[Bounding box annotation lines]
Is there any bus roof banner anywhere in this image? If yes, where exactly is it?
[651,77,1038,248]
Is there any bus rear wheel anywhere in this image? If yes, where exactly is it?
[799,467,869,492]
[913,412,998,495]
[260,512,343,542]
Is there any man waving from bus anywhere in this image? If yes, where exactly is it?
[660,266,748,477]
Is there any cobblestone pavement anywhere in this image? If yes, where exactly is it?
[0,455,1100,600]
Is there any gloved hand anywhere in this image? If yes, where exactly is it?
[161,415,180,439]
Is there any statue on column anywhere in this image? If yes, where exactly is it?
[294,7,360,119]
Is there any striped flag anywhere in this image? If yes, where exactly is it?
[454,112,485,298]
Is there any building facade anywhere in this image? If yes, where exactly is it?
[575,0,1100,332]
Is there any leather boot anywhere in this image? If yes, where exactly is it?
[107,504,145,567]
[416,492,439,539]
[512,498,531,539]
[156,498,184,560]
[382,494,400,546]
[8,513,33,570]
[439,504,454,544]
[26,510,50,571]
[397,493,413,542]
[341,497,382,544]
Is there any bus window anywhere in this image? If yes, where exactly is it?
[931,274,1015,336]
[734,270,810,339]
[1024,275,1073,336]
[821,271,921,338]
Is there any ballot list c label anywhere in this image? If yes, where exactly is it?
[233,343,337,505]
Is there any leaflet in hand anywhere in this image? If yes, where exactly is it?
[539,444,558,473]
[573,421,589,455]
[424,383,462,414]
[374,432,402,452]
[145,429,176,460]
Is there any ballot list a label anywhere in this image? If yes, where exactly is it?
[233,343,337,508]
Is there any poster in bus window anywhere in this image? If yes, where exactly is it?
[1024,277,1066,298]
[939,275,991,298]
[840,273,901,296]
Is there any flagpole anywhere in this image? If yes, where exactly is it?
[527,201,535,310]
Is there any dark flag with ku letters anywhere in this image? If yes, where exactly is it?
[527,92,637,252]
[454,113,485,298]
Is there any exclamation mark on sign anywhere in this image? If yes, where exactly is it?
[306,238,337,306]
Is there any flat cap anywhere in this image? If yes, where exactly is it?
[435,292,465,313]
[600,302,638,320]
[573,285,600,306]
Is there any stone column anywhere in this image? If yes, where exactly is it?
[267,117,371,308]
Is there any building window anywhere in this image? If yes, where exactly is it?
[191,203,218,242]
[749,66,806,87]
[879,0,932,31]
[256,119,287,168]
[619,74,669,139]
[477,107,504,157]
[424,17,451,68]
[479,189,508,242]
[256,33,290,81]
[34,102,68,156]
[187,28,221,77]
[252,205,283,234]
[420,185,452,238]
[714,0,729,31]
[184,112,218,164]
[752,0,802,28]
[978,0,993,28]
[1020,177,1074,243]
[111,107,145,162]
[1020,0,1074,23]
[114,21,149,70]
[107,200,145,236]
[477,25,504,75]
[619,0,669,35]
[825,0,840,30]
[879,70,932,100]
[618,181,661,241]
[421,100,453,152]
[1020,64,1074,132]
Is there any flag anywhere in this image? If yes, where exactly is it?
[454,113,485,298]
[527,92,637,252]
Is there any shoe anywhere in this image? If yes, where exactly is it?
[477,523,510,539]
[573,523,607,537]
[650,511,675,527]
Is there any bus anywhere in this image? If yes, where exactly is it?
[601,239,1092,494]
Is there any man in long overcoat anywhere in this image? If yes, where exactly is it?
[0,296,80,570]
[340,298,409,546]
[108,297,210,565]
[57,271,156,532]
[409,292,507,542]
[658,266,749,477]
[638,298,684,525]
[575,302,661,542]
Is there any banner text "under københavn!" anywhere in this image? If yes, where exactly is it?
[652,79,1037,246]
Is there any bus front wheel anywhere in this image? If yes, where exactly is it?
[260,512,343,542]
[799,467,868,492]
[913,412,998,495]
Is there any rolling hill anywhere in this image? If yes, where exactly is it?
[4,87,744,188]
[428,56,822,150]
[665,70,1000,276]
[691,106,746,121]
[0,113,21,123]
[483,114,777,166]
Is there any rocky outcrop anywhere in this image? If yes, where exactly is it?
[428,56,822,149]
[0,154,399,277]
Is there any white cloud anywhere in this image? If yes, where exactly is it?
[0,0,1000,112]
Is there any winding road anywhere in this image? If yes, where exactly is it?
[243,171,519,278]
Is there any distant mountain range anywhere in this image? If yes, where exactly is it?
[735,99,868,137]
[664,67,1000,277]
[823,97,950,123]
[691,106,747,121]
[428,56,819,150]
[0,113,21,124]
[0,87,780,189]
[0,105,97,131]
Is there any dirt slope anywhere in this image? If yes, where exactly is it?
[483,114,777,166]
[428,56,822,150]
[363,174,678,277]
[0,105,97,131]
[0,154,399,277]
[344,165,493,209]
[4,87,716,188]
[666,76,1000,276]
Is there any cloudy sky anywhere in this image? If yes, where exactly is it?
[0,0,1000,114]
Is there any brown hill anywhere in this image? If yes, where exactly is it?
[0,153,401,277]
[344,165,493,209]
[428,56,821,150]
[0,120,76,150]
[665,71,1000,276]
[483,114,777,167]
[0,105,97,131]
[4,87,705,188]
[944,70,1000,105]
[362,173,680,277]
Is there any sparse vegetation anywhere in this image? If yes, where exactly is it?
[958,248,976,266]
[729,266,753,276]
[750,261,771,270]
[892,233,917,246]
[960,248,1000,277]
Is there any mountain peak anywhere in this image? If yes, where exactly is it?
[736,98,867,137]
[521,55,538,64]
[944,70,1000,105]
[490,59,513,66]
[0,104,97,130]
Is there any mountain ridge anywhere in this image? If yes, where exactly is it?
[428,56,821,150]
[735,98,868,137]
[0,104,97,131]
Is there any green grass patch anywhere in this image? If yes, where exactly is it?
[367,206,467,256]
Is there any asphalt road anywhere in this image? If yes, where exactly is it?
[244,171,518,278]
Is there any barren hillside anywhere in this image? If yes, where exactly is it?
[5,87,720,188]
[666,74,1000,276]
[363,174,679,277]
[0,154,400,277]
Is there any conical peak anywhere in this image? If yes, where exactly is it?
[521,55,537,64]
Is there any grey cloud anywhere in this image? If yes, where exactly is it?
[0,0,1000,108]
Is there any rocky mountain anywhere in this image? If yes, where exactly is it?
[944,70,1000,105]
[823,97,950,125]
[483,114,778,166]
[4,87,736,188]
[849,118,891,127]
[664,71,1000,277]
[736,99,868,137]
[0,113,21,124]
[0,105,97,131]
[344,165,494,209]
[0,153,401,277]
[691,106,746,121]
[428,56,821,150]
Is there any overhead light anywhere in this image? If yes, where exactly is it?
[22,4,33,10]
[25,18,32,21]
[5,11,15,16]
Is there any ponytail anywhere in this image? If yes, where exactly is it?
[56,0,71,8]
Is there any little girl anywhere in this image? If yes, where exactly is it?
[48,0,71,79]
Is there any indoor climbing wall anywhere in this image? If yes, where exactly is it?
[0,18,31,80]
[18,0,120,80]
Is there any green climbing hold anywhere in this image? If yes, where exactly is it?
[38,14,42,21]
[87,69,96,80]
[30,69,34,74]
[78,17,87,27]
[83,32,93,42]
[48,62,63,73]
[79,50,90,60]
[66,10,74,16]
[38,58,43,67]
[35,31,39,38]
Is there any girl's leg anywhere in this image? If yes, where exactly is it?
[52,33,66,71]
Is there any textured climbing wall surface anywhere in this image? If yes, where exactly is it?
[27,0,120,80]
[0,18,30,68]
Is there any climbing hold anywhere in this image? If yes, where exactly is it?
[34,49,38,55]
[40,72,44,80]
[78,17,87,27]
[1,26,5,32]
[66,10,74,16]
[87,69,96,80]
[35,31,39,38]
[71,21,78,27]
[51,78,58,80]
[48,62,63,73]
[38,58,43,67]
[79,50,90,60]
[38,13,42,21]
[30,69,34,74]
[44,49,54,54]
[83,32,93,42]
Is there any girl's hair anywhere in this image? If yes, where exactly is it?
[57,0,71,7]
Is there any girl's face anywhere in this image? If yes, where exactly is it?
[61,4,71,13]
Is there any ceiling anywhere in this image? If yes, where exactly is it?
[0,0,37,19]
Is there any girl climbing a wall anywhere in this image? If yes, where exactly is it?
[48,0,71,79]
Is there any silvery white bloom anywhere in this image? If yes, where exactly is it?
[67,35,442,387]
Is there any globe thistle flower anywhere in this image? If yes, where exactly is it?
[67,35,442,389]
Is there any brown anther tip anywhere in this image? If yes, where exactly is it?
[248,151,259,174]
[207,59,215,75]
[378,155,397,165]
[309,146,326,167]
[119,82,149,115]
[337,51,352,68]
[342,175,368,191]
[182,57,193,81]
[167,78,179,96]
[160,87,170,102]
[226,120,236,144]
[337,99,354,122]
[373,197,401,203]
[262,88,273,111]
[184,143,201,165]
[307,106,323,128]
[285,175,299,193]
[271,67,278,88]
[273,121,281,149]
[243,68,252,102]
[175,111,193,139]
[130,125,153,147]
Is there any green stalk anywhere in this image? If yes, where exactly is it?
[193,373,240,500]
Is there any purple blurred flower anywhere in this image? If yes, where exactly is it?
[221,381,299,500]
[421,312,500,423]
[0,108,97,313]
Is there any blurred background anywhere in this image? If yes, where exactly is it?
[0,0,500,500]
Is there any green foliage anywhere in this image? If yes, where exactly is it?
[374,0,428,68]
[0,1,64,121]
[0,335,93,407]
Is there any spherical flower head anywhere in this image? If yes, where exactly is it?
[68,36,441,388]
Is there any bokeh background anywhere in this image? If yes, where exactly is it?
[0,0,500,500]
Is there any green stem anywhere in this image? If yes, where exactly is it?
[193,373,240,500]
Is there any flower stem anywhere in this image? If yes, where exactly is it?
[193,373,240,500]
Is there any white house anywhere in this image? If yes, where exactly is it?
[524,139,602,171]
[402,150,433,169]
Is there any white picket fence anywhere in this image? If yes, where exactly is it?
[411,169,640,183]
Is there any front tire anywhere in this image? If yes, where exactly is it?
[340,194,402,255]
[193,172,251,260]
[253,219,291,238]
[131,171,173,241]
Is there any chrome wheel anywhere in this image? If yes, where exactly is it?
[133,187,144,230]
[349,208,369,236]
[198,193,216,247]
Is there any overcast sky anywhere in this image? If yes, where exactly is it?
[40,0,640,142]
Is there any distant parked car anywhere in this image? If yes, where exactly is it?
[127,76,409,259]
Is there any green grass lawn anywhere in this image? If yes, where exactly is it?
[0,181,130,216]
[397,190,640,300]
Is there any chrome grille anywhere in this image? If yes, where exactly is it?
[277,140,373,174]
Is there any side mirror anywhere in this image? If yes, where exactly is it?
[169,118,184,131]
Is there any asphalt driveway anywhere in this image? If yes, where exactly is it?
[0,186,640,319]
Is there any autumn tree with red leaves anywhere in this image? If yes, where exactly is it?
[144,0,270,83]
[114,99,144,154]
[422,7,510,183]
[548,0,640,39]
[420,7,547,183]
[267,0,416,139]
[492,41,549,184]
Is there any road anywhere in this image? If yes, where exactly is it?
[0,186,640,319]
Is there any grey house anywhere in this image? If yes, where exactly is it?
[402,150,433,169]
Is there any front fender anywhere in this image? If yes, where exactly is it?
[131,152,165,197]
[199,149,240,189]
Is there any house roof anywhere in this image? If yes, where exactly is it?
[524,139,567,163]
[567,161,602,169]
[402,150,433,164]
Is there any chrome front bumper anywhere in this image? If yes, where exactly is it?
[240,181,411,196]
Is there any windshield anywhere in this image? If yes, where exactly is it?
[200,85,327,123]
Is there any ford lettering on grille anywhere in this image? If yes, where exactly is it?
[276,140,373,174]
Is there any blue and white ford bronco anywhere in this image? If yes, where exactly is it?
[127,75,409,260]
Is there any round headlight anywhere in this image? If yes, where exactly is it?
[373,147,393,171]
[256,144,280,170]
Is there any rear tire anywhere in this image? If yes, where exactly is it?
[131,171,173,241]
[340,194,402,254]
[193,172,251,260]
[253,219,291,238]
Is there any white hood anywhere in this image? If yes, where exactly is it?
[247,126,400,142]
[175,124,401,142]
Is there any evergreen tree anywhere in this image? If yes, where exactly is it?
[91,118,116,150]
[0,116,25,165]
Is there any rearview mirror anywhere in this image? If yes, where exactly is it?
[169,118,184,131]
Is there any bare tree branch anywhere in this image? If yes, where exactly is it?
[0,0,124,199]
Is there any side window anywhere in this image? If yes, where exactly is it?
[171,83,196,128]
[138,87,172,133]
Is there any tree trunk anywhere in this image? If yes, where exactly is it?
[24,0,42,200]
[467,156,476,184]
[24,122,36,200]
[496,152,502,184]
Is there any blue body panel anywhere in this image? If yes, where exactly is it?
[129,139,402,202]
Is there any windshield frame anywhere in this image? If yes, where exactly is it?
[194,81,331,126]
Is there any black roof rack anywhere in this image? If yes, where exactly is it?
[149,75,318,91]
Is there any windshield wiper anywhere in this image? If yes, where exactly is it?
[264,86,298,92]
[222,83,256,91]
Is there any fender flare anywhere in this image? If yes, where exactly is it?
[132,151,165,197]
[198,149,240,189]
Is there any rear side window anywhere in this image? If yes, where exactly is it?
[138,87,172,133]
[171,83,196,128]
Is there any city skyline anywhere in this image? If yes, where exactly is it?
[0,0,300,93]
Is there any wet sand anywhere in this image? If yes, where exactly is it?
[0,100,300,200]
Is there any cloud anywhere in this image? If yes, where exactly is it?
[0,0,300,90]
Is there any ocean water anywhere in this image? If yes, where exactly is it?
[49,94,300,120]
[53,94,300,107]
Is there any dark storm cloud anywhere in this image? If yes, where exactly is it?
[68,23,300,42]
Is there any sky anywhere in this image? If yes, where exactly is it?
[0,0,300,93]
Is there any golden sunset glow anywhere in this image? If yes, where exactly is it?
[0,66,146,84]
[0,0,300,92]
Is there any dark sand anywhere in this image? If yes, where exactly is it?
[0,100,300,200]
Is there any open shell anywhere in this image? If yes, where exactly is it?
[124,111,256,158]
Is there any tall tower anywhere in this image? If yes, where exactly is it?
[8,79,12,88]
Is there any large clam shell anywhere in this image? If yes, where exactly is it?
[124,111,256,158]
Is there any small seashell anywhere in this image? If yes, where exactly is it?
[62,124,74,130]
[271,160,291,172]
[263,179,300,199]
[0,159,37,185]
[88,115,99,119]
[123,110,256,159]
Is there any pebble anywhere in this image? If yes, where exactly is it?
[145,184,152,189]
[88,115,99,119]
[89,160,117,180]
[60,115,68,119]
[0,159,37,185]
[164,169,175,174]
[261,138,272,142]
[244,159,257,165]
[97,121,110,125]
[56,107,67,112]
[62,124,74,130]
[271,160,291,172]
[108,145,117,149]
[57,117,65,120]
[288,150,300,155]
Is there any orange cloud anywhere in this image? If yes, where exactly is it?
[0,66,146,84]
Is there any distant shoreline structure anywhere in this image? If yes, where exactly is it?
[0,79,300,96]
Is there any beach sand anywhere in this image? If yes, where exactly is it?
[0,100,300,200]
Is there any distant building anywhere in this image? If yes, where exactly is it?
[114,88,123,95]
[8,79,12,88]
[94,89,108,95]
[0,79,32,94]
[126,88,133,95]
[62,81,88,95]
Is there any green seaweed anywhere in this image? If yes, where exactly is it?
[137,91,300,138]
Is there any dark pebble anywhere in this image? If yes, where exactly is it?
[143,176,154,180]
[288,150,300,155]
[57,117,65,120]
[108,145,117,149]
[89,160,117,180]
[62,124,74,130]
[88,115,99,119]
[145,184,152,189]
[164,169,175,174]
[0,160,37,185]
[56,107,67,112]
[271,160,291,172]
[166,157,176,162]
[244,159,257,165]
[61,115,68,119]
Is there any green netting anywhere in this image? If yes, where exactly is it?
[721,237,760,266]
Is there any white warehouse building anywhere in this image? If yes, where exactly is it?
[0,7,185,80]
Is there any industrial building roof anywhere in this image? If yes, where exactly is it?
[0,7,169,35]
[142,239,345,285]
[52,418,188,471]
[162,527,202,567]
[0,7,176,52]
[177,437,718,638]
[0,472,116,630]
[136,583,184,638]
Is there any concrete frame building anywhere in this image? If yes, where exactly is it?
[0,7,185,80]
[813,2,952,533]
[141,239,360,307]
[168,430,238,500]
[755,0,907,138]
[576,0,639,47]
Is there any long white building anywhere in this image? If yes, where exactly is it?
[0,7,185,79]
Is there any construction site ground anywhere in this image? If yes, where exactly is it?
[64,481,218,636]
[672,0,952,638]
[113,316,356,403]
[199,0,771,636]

SET PROBLEM: Turn the lines from the beginning up to and including the one with "[341,497,382,544]" into a two-column CSV with the columns "prompt" and "response". Give each request its own row with its text and its answer, each in one quoted field with line breaks replaced by spaces.

WRITTEN RESPONSE:
prompt,response
"Is there any bus roof banner anywhere in this image? If yes, where exactly is it?","[651,77,1038,248]"
"Is there any bus rear wheel anywhere in this image? If yes, where exactly is it?","[799,467,869,492] [913,412,998,495] [260,512,343,542]"
"Is there any man waving from bus anywhere in this image? If yes, where exactly is it?","[660,266,748,477]"
"Is there any cobblestone pavement anywhere in this image? If yes, where exactly is it?","[0,455,1100,600]"
"Is there any gloved hand anywhere in this image? If yes, where exactly is it?","[161,415,180,439]"
"Is there any statue on column anywhere in this image? If yes, where exactly is it?","[294,7,360,119]"
"Is there any striped flag anywhere in this image? If yes, where exactly is it?","[454,112,485,298]"
"Is there any building facade anywhere in this image? If yes, where exactly is it?","[575,0,1100,332]"
"Is there any leather boot anywhere in this image? If yes, where exactly is it?","[107,504,145,567] [416,492,439,539] [512,498,531,539] [156,498,184,560] [382,494,400,546] [8,513,33,570] [439,504,454,544] [26,510,50,571] [397,493,413,542] [341,497,382,544]"